REQUIRED WORK: Output every record word for word, minus the pictures.

INPUT MATERIAL:
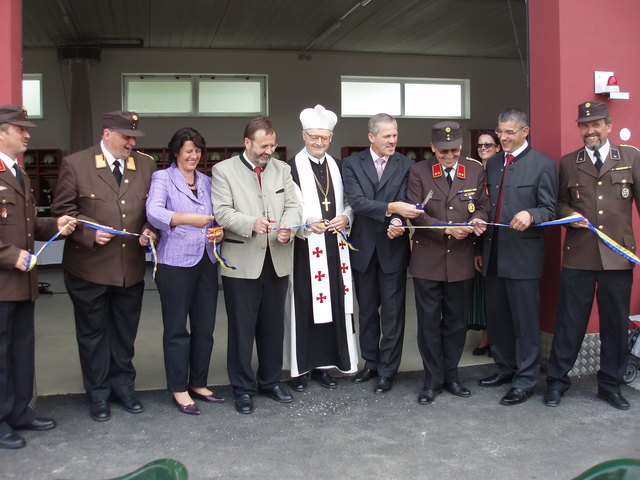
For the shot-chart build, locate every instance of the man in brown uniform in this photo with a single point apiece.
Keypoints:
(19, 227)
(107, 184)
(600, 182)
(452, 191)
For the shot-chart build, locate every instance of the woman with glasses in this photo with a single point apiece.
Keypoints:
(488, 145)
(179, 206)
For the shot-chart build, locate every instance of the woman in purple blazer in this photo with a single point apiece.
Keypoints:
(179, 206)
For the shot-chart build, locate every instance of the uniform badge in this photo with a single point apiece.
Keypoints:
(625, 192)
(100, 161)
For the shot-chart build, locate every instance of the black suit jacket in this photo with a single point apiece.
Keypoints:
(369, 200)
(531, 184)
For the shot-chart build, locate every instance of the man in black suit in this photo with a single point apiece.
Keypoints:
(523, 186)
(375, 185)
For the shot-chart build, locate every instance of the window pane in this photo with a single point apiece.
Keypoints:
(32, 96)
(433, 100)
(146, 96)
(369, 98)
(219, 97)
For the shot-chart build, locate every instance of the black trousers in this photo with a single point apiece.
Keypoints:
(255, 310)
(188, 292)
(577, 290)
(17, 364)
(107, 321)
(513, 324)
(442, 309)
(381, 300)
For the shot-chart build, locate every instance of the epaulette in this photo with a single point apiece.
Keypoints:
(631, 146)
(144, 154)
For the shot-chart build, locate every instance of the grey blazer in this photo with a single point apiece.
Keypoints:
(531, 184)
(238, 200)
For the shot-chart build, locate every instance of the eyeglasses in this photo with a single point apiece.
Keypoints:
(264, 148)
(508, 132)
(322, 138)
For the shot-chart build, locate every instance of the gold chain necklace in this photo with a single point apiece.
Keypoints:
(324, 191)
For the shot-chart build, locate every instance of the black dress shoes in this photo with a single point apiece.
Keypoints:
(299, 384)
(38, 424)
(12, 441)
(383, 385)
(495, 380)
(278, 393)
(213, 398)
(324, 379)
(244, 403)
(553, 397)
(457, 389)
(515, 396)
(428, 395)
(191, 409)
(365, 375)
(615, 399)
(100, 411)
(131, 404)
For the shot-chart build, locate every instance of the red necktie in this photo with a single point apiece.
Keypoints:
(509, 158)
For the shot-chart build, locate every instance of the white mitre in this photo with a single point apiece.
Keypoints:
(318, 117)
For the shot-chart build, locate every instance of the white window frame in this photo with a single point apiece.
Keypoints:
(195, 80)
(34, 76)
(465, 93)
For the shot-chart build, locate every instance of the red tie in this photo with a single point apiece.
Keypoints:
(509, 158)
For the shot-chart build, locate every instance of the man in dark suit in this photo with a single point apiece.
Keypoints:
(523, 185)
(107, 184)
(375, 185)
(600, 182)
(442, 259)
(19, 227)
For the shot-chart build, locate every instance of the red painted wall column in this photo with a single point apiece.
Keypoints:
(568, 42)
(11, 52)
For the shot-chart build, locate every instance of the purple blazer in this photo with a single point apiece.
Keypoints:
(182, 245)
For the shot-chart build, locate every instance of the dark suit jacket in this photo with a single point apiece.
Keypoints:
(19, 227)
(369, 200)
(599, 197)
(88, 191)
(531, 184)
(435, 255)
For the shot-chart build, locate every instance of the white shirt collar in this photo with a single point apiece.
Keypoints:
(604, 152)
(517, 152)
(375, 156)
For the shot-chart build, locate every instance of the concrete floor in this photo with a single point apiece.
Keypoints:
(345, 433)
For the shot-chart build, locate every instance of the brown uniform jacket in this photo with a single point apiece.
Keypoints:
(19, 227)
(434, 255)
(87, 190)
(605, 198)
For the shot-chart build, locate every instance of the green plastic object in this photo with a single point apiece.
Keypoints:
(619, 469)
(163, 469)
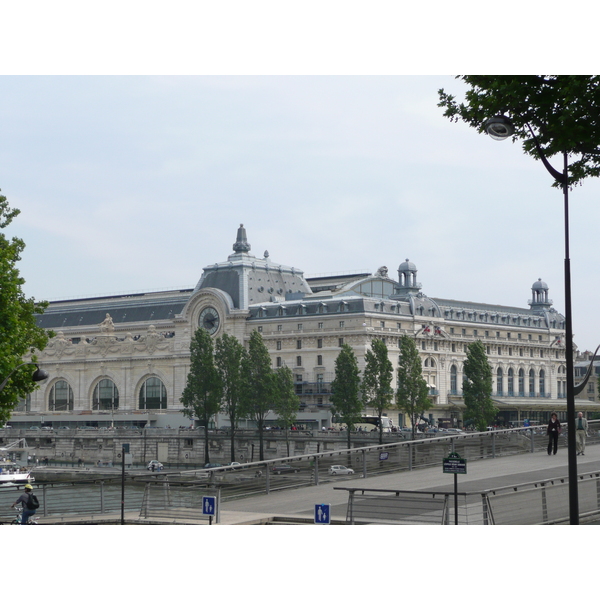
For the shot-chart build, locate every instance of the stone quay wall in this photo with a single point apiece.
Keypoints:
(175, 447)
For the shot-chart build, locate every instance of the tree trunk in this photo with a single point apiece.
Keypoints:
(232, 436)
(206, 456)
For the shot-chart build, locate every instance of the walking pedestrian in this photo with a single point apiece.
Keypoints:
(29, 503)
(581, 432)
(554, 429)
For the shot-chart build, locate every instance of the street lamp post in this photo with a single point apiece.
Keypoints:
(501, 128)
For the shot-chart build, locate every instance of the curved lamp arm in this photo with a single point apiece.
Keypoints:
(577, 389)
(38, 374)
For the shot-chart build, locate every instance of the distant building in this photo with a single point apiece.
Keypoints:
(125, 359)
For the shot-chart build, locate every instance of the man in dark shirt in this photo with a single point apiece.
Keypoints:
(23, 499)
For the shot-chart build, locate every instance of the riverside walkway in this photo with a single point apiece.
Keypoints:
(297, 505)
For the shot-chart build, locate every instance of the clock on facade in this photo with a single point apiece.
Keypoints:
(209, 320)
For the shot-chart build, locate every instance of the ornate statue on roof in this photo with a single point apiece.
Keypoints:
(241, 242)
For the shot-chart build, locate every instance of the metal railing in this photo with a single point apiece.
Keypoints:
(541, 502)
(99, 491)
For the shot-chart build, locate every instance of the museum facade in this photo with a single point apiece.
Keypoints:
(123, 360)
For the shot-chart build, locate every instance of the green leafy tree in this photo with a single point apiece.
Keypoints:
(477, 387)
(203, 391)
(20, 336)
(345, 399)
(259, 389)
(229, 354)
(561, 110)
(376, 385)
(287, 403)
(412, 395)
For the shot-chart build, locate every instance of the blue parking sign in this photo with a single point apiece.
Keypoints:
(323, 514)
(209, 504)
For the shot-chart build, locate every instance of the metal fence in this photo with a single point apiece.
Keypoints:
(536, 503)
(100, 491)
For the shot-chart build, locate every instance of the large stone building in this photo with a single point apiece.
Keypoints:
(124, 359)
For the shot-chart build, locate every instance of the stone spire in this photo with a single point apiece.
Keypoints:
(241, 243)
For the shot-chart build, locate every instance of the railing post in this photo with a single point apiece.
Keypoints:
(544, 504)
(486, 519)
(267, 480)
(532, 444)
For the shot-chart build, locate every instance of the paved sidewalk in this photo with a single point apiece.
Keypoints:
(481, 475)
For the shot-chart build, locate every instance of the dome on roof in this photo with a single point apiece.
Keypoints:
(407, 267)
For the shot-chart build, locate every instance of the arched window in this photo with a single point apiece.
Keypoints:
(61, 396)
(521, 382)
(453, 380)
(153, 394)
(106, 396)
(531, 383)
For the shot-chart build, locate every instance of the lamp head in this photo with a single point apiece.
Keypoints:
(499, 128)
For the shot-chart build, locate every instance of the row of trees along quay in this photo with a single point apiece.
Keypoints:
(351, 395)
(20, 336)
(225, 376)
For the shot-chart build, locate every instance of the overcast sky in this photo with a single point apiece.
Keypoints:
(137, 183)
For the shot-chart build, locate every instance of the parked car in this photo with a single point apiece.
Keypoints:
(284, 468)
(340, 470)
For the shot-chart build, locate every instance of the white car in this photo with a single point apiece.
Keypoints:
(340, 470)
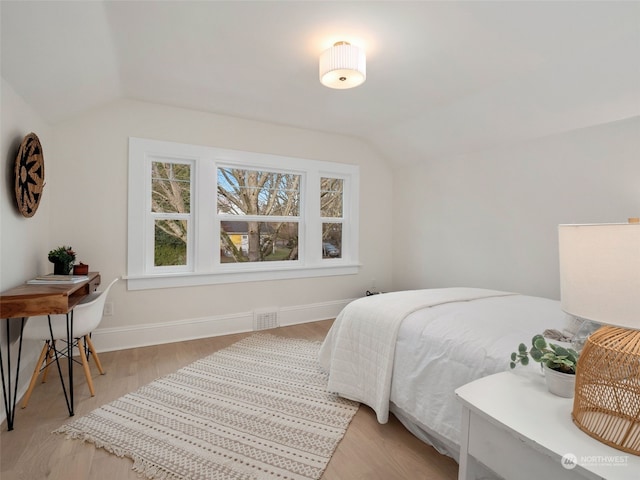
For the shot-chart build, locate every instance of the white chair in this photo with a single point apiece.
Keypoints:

TASK OUTPUT:
For the shot-chart build, locate every instance of the man in brown uniform in this photo with a single point apiece.
Keypoints:
(19, 227)
(107, 184)
(600, 182)
(452, 191)
For the shot-chart build, locate every instance of the woman with glasses in this photo with a single point apiece.
Keypoints:
(488, 145)
(179, 206)
For the shot-chart build, locate every instance of the woman in purple blazer in this photo with a single point apiece.
Keypoints:
(179, 206)
For the shot-chart build, locate every instance of the uniform badge in this photo with a single point apiece.
Keypoints:
(625, 192)
(100, 161)
For the shot-chart build, locate every instance of the black suit jacket in this photo with a single point apiece.
Keypoints:
(369, 200)
(531, 184)
For the shot-chart build, locate every instance of the man in black suit in this photo with a single point apiece.
Keypoints:
(523, 186)
(375, 185)
For the shot-chart build, locate every instance of the window pane in this photo with a single point apiece.
Keypoints:
(32, 96)
(433, 100)
(146, 96)
(369, 98)
(219, 97)
For the shot-chart build, locate every instance of the black trousers in this photo with a single point apiece.
Keypoints:
(255, 310)
(188, 292)
(577, 290)
(17, 364)
(107, 321)
(513, 324)
(442, 309)
(381, 300)
For the shot-chart build, locate every instance of the epaulette in this photo with a single point apiece.
Keypoints:
(631, 146)
(144, 154)
For the shot-chart build, locate every instance of the grey blazer in this photo with a single point apiece.
Keypoints:
(531, 184)
(238, 200)
For the shot-chart build, locate every instance of the eyeglasses in this photo with a single point apiece.
Keypoints:
(264, 148)
(508, 132)
(322, 138)
For the shot-chart build, locate every instance of the gold chain necklace in this photo with a single point apiece.
Keypoints:
(324, 191)
For the shot-chart build, locate every instance of the black dress shoes in this photo with a single point apiece.
Keypoints:
(299, 384)
(38, 424)
(12, 441)
(383, 385)
(495, 380)
(278, 393)
(213, 398)
(324, 379)
(244, 403)
(553, 397)
(457, 389)
(515, 396)
(428, 395)
(191, 409)
(365, 375)
(615, 399)
(100, 411)
(131, 404)
For the shot-chart build, locate every instance of the red necktie in this photo with a single point apiece.
Keypoints:
(509, 158)
For the shot-chart build, locate every instance of the white mitre in this photo with a single point apiece.
Keypoints:
(318, 117)
For the shot-chart build, locate every instance of the white window frame in this photo with a single point apiece.
Keypoints:
(195, 80)
(34, 76)
(465, 93)
For the shot-chart build, locate every instance of the red tie in this photo with a single point apiece.
Keypoints:
(509, 158)
For the shot-chart build, locate every instance of the man in dark suit in this photo with a single point apiece.
Keypoints:
(523, 185)
(107, 184)
(375, 185)
(600, 182)
(442, 259)
(19, 227)
For the shot-chart build, locate every instance of the red painted wall column in this photo with a single point apiece.
Keypoints:
(568, 42)
(11, 52)
For the shot-chart build, locate every instance of the purple blazer in this photo with a single point apiece.
Keypoints:
(182, 245)
For the shot-chart build, locate every instance of the dark suit jacket in this photo with a single point apiece.
Keypoints:
(19, 227)
(369, 200)
(599, 197)
(88, 191)
(531, 184)
(435, 255)
For the shot-chart build, locate every instance of the white shirt collar in this photo with a single point apiece.
Keypoints:
(604, 152)
(517, 152)
(375, 156)
For the shot-chart build, locate every instance of the concrete floor in this photo with a single point apiece.
Keypoints:
(345, 433)
For the shot-chart build, locate every instance of the brown uniform jacket in this photo with a single point apiece.
Keypoints:
(19, 227)
(434, 255)
(87, 190)
(605, 198)
For the shot-chart build, locate every instance of the green plastic object in this photo with a single point apiece.
Keypoints:
(619, 469)
(163, 469)
For the shot-chart build, locate every instance of the stone quay wall in this photo with a single point apiece.
Keypoints:
(175, 447)
For the shot-chart build, locate every instance of the tree trunk in this photo with a single point apiece.
Keypoints:
(232, 436)
(206, 456)
For the shot-chart build, locate every instance of the walking pedestrian in this photo with a single point apiece.
Keypoints:
(29, 503)
(581, 432)
(554, 429)
For the shot-chart build, locate every instance of the street lamp post in this photo with a single point apiece.
Keypoints:
(501, 128)
For the shot-chart build, locate every instance of the curved lamp arm in this photo with a single point apiece.
Keypoints:
(577, 389)
(38, 374)
For the shot-chart build, locate every instance of the distant building in this photo with a single point apiece.
Keypoints:
(125, 359)
For the shot-chart build, locate every instance of the man in dark shirt in this photo with a single point apiece.
Keypoints:
(23, 499)
For the shot-chart build, locate every instance of the riverside walkway in this photo with a single point apiece.
Keypoints:
(297, 505)
For the shot-chart build, locate every instance of the clock on facade in this photo with a single point apiece.
Keypoints:
(209, 320)
For the shot-chart build, locate every instance of the ornate statue on roof in this photo with a single point apiece.
Keypoints:
(241, 242)
For the shot-chart build, locate every instance of the metal railing in this photo with a single point apiece.
Keypoints:
(541, 502)
(99, 491)
For the shot-chart build, locate every instance of the museum facade in this photo with a single point apiece.
Keypoints:
(123, 360)
For the shot-chart build, locate every instance of the green leafy tree in this photo with a single point apiece.
Keypoints:
(477, 387)
(203, 391)
(20, 336)
(345, 399)
(259, 389)
(229, 354)
(561, 110)
(376, 385)
(287, 403)
(412, 395)
For the shot-chart build, locate every instance of the blue parking sign in this photo with a single point apiece.
Keypoints:
(323, 514)
(209, 504)
For the shot-chart build, locate every instance of the metal fence in this photo with a single point apiece.
Keypoints:
(536, 503)
(100, 491)
For the shot-chart build, locate every instance of the large stone building in this photo with a single point apiece.
Keypoints:
(124, 359)
For the shot-chart build, locate every instance of the stone spire in this photo with a single point apiece.
Keypoints:
(241, 243)
For the shot-chart build, locate every instance of the railing post in this photo with a single point apiece.
Keypoints:
(544, 504)
(486, 519)
(267, 480)
(532, 444)
For the shot-chart build, locate every instance of the paved sidewalk in this photo with a single point apiece.
Keypoints:
(481, 475)
For the shot-chart build, locate every instance of the dome on roof in this photo with a single point apiece.
Keypoints:
(407, 267)
For the shot-chart build, locate every instance of the arched window in this photo with a single point apiece.
Keypoints:
(61, 396)
(521, 382)
(453, 380)
(153, 394)
(106, 396)
(531, 383)
For the shot-chart build, locate every instance of the lamp head in this photo with a single point apiece.
Keypoints:
(499, 128)
For the shot-chart build, locate every instance of the row of trees along quay in this photo with a single point apiece.
Keypoints:
(351, 395)
(20, 336)
(225, 376)
For the shot-chart build, locate every instance of the overcast sky in this photo with a single point apiece.
Keypoints:
(137, 183)
For the shot-chart build, locate every instance of the parked car in this photo with a single point apiece.
Keypoints:
(284, 468)
(340, 470)
For the shot-chart build, locate every instance of the white car in this photo with a single point apiece.
Keypoints:
(340, 470)
For the shot-chart build, locate every instance of the white chair in this photo with a single point apiece.
Keypoints:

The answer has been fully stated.